_Written request_
Please recast every line of the entries below as a single numbered list, skipping blank lines and leaving out the pictures.

##### Data for this exercise #####

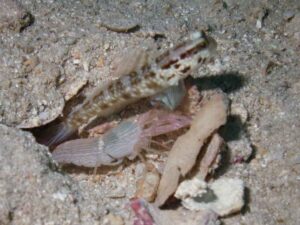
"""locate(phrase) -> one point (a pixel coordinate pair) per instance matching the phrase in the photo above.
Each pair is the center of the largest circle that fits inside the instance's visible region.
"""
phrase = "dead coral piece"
(148, 213)
(183, 155)
(224, 196)
(147, 185)
(210, 160)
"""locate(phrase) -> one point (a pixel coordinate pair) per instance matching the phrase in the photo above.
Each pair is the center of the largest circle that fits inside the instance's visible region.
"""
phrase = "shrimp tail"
(56, 134)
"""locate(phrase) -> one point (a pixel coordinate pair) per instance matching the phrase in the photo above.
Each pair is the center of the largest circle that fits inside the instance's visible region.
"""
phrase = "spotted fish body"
(151, 78)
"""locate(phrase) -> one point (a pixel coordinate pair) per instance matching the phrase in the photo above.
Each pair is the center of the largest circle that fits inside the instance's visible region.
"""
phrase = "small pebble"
(147, 185)
(112, 219)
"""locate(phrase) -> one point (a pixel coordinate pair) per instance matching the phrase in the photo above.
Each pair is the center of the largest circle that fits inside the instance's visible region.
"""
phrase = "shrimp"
(151, 78)
(125, 140)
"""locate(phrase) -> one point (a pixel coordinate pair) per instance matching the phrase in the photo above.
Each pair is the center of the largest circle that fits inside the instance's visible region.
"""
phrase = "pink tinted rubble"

#####

_Reply_
1. """locate(phrase) -> one point (a pixel coordinate pair) per instance matching the phrase in the photo above.
2. Each pair is the center of the largest circle that fits inside the instance's visible region.
3. """
4. phrase = "dead coral piece"
5. (148, 213)
6. (183, 155)
7. (224, 196)
8. (147, 185)
9. (210, 160)
10. """locate(phrase) -> one point (a pixel coordinate pair) per instance matching the phrase in the photo above.
11. Each pair is the center of the largest circle that fits inside the instance's visible region.
12. """
13. phrase = "shrimp tail"
14. (56, 134)
15. """locate(phrase) -> one point (a pixel coordinate pair) per instance matching the phrase in the photo above.
16. Each pair is the center of the largest circle that fits inside the instance's visible region.
17. """
18. phrase = "spotted fish body"
19. (151, 78)
20. """locate(phrase) -> one point (a pixel coordinate pair) per instance matching the phrase in the photo above.
21. Each pair is the center of the largest circle that fits inside the instance's visible region.
22. """
23. phrase = "small pebble"
24. (147, 185)
25. (112, 219)
26. """locate(phrase) -> one point (a pixel coordinate pair) per instance matching the phrase in the photo above.
27. Each pair is the center of the largest circle that fits inside the instance's visible region.
28. """
29. phrase = "shrimp"
30. (151, 78)
31. (125, 140)
32. """locate(phrase) -> one point (a pixel coordinate pair) per instance matching the phrase in the photo above.
33. Each pair is the center of the largest circle that fits inside the instance's visible region.
34. """
35. phrase = "pink tinted rubble"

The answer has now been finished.